● **Task brief**
Reproduce each of the following items verbatim, line for line, with no changes to wording, numbers, or punctuation.

● **Data section**
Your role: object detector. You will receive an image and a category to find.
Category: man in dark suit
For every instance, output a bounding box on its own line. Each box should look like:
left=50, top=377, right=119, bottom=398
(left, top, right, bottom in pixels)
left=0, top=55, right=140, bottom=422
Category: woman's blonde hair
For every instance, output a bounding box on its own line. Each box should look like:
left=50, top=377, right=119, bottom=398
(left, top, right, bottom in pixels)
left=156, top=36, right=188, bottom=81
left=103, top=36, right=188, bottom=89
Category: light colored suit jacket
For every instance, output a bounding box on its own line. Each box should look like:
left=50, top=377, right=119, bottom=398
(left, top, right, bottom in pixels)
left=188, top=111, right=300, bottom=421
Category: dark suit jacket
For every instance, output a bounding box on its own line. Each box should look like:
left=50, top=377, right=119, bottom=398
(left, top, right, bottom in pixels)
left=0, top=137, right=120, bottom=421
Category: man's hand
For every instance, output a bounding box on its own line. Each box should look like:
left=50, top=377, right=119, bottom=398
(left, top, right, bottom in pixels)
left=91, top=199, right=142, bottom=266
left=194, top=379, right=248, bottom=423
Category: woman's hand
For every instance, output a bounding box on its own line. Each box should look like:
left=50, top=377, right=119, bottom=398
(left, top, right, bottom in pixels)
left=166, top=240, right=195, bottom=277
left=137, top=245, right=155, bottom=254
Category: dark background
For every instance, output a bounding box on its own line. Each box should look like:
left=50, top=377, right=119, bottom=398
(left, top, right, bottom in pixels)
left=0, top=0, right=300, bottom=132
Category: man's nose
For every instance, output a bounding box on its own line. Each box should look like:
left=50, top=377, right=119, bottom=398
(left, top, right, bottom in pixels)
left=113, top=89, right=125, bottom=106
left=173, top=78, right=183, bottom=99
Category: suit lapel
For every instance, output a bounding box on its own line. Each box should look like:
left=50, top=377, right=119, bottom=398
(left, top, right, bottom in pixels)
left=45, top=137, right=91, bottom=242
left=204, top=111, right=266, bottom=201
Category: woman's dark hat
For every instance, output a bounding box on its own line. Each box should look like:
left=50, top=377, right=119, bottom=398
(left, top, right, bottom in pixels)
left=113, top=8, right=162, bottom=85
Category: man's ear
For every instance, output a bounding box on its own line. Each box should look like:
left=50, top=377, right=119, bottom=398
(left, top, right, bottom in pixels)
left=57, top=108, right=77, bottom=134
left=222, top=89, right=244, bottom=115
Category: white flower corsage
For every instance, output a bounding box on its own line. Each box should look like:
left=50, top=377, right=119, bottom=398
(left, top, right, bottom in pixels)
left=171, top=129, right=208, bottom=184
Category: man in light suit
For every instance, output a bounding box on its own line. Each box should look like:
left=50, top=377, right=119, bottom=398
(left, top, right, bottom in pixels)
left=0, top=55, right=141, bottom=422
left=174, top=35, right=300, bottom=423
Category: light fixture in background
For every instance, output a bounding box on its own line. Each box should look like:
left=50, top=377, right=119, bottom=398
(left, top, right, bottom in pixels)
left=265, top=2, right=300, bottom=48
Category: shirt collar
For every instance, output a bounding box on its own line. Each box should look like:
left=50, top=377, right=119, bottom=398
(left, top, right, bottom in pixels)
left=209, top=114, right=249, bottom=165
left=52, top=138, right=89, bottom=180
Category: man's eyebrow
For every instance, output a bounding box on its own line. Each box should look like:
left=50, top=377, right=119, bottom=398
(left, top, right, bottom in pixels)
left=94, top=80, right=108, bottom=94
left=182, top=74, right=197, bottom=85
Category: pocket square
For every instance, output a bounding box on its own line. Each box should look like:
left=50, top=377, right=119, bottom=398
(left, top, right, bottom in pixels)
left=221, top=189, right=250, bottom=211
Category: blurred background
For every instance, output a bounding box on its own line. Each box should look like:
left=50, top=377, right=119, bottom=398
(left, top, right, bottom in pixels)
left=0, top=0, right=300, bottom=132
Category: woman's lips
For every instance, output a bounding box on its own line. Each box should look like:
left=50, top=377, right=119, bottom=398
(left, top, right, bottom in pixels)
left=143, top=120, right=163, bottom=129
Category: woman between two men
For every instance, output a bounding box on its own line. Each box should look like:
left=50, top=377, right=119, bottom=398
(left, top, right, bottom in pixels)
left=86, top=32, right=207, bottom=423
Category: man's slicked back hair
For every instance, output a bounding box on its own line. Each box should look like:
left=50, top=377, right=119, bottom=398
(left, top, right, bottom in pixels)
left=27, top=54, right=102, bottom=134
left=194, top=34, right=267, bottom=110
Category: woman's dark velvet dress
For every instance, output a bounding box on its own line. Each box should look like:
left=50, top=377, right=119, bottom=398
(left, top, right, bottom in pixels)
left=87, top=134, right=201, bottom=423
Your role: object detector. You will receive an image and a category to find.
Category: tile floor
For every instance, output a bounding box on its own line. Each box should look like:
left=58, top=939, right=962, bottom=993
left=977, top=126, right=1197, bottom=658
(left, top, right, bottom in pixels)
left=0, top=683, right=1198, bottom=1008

● **Answer**
Your role: object detector. You will receive an image and a category to find.
Category: man in dark suit
For every instance, output a bounding box on its own line. Each box should look like:
left=50, top=377, right=119, bottom=398
(left, top, right, bottom in pixels)
left=0, top=55, right=140, bottom=422
Category: woman's blonde hair
For every instance, output a bounding box on its own line. Each box should look like:
left=50, top=377, right=119, bottom=398
(left, top, right, bottom in pixels)
left=156, top=36, right=188, bottom=81
left=103, top=36, right=188, bottom=89
Category: light colored suit jacket
For every instance, output a bounding box on its own line. Each box should look like:
left=50, top=377, right=119, bottom=398
(left, top, right, bottom in pixels)
left=188, top=111, right=300, bottom=421
Category: dark suit jacket
For every instance, output a bounding box on its own line. Each box should look like:
left=50, top=377, right=119, bottom=398
(left, top, right, bottom in pixels)
left=0, top=137, right=120, bottom=421
Category: man's hand
For every instance, output a bounding box on its own line. Each box should look like:
left=50, top=377, right=119, bottom=398
(left, top, right, bottom in pixels)
left=91, top=199, right=142, bottom=266
left=194, top=379, right=248, bottom=423
Category: woman's hand
For every instance, output a bounding box on its own line. Each box should look like:
left=50, top=377, right=119, bottom=398
(left, top, right, bottom in pixels)
left=166, top=240, right=195, bottom=277
left=137, top=245, right=155, bottom=254
Category: dark background
For every instance, output a bounding box on its own line. Each box should look like:
left=50, top=377, right=119, bottom=398
(left, top, right, bottom in pixels)
left=0, top=0, right=300, bottom=132
Category: man's nose
For every instance, output a bounding box on its own line. Each box should look like:
left=50, top=377, right=119, bottom=398
(left, top, right, bottom in pixels)
left=113, top=89, right=125, bottom=106
left=173, top=78, right=183, bottom=99
Category: suit lapel
For every instance, output a bounding box on its own line. Each box should look like:
left=50, top=377, right=119, bottom=398
(left, top, right, bottom in pixels)
left=45, top=137, right=91, bottom=242
left=204, top=111, right=266, bottom=201
Category: woman's dark hat
For every instance, output a bounding box on its own line. Each box should look like:
left=50, top=377, right=119, bottom=398
(left, top, right, bottom in pixels)
left=113, top=8, right=162, bottom=85
Category: man's ear
For every instance, output a bounding box on its own line. Each box should look like:
left=50, top=377, right=119, bottom=398
(left, top, right, bottom in pixels)
left=57, top=108, right=77, bottom=134
left=222, top=89, right=244, bottom=115
Category: white flower corsage
For every instance, output a bounding box on its own line. Each box should look like:
left=50, top=377, right=119, bottom=398
(left, top, right, bottom in pixels)
left=171, top=129, right=208, bottom=184
Category: man in light suit
For every instance, output a bounding box on its own line. Each box should look like:
left=50, top=377, right=119, bottom=398
(left, top, right, bottom in pixels)
left=0, top=55, right=141, bottom=422
left=174, top=35, right=300, bottom=423
Category: light fixture in background
For every instance, output a bounding box on its own line. Each box should look like:
left=50, top=377, right=119, bottom=398
(left, top, right, bottom in pixels)
left=265, top=2, right=300, bottom=48
Category: shirt collar
For every instance, output a bounding box on its own line. Each box should look like:
left=50, top=377, right=119, bottom=398
(left, top, right, bottom in pixels)
left=209, top=114, right=249, bottom=165
left=52, top=138, right=89, bottom=180
Category: man's eyebrow
For every instance, output a bounding box on its own line. Each box should look like:
left=50, top=377, right=119, bottom=398
(left, top, right, bottom in pixels)
left=94, top=80, right=108, bottom=94
left=182, top=74, right=197, bottom=85
Category: pocket square
For every instance, output a bounding box on its own line. Each box should look like:
left=50, top=377, right=119, bottom=398
(left, top, right, bottom in pixels)
left=221, top=189, right=250, bottom=211
Category: blurred background
For every instance, output a bounding box on its own line. Each box should look like:
left=50, top=377, right=119, bottom=398
(left, top, right, bottom in pixels)
left=0, top=0, right=300, bottom=132
Category: woman's lips
For every instance, output a bounding box on its own line. Each box should look like:
left=50, top=377, right=119, bottom=398
(left, top, right, bottom in pixels)
left=143, top=120, right=163, bottom=129
Category: woman between two men
For every instance, output a bounding box on its own line. Each box should look like:
left=50, top=377, right=119, bottom=398
(left, top, right, bottom in pixels)
left=86, top=32, right=207, bottom=423
Category: man's slicked back hair
For every instance, output a bounding box on its own line. Each box should look like:
left=50, top=377, right=119, bottom=398
(left, top, right, bottom in pixels)
left=27, top=54, right=102, bottom=134
left=194, top=34, right=267, bottom=110
Category: woman's dark velvet dress
For every instance, output a bounding box on its own line. Each box should look like:
left=50, top=377, right=119, bottom=398
(left, top, right, bottom in pixels)
left=87, top=134, right=201, bottom=423
Your role: object detector. You will receive an image and a category to find.
Category: tile floor
For every instance, output a bounding box on its own line. Each box should look like:
left=58, top=939, right=962, bottom=993
left=977, top=126, right=1197, bottom=658
(left, top, right, bottom in pixels)
left=0, top=683, right=1198, bottom=1008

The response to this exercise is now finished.